What is needed:
Reproduce all the entries exactly.

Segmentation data

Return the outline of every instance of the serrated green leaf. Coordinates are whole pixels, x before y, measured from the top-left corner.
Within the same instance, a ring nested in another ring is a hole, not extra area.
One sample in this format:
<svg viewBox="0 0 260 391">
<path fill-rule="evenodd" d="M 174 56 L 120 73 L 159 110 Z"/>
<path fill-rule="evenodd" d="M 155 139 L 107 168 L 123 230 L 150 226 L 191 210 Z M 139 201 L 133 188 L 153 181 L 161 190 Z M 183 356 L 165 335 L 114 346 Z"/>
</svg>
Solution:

Answer below:
Return the outline of every instance of the serrated green leaf. Coordinates are whole pixels, x before y, measured from the top-left corner.
Within the same instance, a ring nested in another ring is a hole, not extra area.
One sample in this format:
<svg viewBox="0 0 260 391">
<path fill-rule="evenodd" d="M 174 56 L 120 73 L 159 110 Z"/>
<path fill-rule="evenodd" d="M 155 139 L 107 168 L 123 230 L 150 226 L 191 210 Z M 139 201 L 133 188 L 153 181 L 161 190 Z M 183 356 L 165 335 L 114 346 Z"/>
</svg>
Solution:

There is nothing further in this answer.